▶ **Your instructions**: Wherever the string "target" shows up in the data below, copy the whole line.

▶ **Data for the task**:
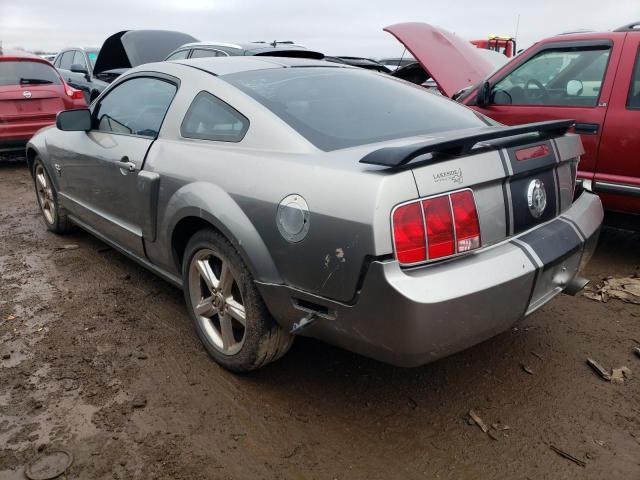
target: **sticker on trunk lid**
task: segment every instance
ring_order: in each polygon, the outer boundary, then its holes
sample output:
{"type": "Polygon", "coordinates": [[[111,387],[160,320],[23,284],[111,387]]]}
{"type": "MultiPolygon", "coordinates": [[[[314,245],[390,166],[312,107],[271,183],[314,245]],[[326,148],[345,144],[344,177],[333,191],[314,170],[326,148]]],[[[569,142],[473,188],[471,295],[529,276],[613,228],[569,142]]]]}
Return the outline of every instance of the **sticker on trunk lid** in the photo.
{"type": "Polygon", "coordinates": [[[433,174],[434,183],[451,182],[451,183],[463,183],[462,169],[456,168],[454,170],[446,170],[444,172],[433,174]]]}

--

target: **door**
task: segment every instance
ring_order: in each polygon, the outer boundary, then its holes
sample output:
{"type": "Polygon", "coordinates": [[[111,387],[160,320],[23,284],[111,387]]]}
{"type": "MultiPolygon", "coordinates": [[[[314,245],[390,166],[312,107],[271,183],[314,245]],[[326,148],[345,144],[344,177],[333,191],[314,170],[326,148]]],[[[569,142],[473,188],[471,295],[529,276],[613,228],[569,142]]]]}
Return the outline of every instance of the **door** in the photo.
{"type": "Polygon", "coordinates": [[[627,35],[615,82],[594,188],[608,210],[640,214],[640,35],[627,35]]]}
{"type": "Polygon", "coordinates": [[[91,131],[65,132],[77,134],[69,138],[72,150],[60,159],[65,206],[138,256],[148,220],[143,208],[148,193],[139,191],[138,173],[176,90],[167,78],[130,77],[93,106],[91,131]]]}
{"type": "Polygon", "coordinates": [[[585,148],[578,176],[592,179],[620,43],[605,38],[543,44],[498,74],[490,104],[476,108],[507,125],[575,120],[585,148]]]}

▶ **Solved problem**:
target: **sticker on trunk lid**
target: **door**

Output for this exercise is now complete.